--- Instructions to follow ---
Reproduce the passage on religious bans on charging interest word for word, in full.

--- Excerpt ---
Today, no one is surprised that a bank will give a loan at 15% per annum. But some 500 years ago, such an interest rate would have been considered not just robbery, but a sin capable of destroying the soul. What happened to this taboo? Why did almost all major world religions ban interest? And most importantly, how did they cope with this ban when life dictated its terms?

From Mesopotamia to the Middle Ages

The first prohibitions on usury appeared not in religious texts, but in legislative codes. In ancient Mesopotamia, Hammurabi’s law limited the interest rate on grain loans to 33.3% and silver loans to 20%. Interest on interest (usury) was punishable. This was a rational restriction in a society where debts easily became slavery.

Later, the prohibitions took on a moral connotation. The Old Testament states: “Thou shalt not take interest from thy brother” (Deuteronomy 23:19). In Judaism, this prohibited exploiting poor members of one’s tribe. Lending money at interest to a “stranger” was permitted. But then this prohibition began to be extended to others. For example, Philo of Alexandria attempted to interpret “brother” more broadly as any Jewish community member.

Interest as a Moral Vice in Christianity

In the New Testament, as we know, the rules are even stricter. Jesus says explicitly: “lend, expecting nothing in return” (Luke 6:35). This is no longer a question of belonging to a people, but a universal ethical principle. However, even here, things are not so simple. In the same Gospel parable (Luke 19:23), the hero reproaches his servant for not taking the money to the bank and earning interest. Something suggests that morality is morality, but money should not lie idle.

The Church in the Middle Ages interpreted everything unambiguously. Interest was considered a sin because you take payment for time, and time belongs to God. Usury was compared to theft. Money, as they said then, should not generate money.

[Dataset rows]
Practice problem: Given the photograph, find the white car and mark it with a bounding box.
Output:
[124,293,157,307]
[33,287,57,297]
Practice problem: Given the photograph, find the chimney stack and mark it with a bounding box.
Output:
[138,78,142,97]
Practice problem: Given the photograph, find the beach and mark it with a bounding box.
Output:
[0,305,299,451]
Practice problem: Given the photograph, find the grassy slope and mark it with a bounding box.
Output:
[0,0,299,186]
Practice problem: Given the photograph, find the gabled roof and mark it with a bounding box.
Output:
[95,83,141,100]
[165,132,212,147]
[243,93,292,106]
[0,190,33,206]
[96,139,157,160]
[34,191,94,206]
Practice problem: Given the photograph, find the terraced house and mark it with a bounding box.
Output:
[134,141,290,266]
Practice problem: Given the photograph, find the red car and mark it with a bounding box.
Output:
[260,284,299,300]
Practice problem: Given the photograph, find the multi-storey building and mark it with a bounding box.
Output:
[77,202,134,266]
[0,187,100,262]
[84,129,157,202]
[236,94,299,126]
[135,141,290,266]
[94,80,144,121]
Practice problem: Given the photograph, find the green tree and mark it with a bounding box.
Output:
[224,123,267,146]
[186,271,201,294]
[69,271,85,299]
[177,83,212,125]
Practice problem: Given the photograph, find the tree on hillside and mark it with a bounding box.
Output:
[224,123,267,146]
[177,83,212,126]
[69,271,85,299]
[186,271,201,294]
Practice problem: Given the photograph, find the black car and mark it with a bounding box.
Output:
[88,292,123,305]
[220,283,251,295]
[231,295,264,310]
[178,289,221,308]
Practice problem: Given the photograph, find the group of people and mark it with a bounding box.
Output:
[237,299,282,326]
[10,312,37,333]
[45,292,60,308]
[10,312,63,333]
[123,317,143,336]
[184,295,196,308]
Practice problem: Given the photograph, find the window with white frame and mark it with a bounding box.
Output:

---

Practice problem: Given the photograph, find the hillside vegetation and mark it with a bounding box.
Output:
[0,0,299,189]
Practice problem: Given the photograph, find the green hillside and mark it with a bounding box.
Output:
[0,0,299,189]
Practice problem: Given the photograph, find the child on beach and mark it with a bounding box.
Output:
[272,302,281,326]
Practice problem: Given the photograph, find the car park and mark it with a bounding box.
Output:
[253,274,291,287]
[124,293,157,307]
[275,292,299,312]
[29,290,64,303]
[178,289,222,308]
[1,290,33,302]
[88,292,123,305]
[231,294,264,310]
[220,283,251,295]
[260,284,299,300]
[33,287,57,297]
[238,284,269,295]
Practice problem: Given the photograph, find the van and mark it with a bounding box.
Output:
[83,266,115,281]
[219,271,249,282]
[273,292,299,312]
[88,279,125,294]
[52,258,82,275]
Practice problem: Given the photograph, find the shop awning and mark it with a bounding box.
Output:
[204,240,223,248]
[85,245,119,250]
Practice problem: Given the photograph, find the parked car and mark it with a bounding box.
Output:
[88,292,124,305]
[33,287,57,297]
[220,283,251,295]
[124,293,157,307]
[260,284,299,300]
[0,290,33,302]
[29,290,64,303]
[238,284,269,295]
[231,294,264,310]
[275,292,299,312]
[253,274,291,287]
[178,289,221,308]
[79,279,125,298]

--- Complete response ---
Today, no one is surprised that a bank will give a loan at 15% per annum. But some 500 years ago, such an interest rate would have been considered not just robbery, but a sin capable of destroying the soul. What happened to this taboo? Why did almost all major world religions ban interest? And most importantly, how did they cope with this ban when life dictated its terms?

From Mesopotamia to the Middle Ages

The first prohibitions on usury appeared not in religious texts, but in legislative codes. In ancient Mesopotamia, Hammurabi’s law limited the interest rate on grain loans to 33.3% and silver loans to 20%. Interest on interest (usury) was punishable. This was a rational restriction in a society where debts easily became slavery.

Later, the prohibitions took on a moral connotation. The Old Testament states: “Thou shalt not take interest from thy brother” (Deuteronomy 23:19). In Judaism, this prohibited exploiting poor members of one’s tribe. Lending money at interest to a “stranger” was permitted. But then this prohibition began to be extended to others. For example, Philo of Alexandria attempted to interpret “brother” more broadly as any Jewish community member.

Interest as a Moral Vice in Christianity

In the New Testament, as we know, the rules are even stricter. Jesus says explicitly: “lend, expecting nothing in return” (Luke 6:35). This is no longer a question of belonging to a people, but a universal ethical principle. However, even here, things are not so simple. In the same Gospel parable (Luke 19:23), the hero reproaches his servant for not taking the money to the bank and earning interest. Something suggests that morality is morality, but money should not lie idle.

The Church in the Middle Ages interpreted everything unambiguously. Interest was considered a sin because you take payment for time, and time belongs to God. Usury was compared to theft. Money, as they said then, should not generate money.